### What is required
From the forum thread on Manpower orders, reproduce word for word the passage that begins with the words containing "## bubbagump (May" and ends with "with no problems.".

### Text excerpt

Segment Open

# Hold off on Manpower orders



## DF (May 22, 2013)

Hold off on putting in any Manpower orders at the moment.  We'll let you know when we hear otherwise.


----------



## Georgia (May 22, 2013)

I bought some AI/SERMs from him a week ago. Came in no time. I want to try some Melanotan 2. Where can I get this w manpower down?


----------



## DF (May 22, 2013)

Georgia said:


> I bought some AI/SERMs from him a week ago. Came in no time. I want to try some Melanotan 2. Where can I get this w manpower down?



Great White Peptides should have it.


----------



## SuperBane (May 22, 2013)

Damn this is like every other week.
Is the guy ok?
Maybe he needs to just take time away for awhile and focus on his health ....
if that tis the case...


----------



## PillarofBalance (May 22, 2013)

SuperBane said:


> Damn this is like every other week.
> Is the guy ok?
> Maybe he needs to just take time away for awhile and focus on his health ....
> if that tis the case...



If that is the case...........


----------



## bubbagump (May 22, 2013)

My luck.   I just ordered about noon today.  lol


----------



## DarksideSix (May 23, 2013)

I ordered some caber and aromasin last week.  came in with no problems.

Segment Closed

### Records
Segment Open

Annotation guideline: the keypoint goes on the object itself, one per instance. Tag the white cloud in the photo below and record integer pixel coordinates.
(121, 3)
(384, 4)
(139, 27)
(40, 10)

Segment Closed

### Answer section
## bubbagump (May 22, 2013)

My luck.   I just ordered about noon today.  lol


----------



## DarksideSix (May 23, 2013)

I ordered some caber and aromasin last week.  came in with no problems.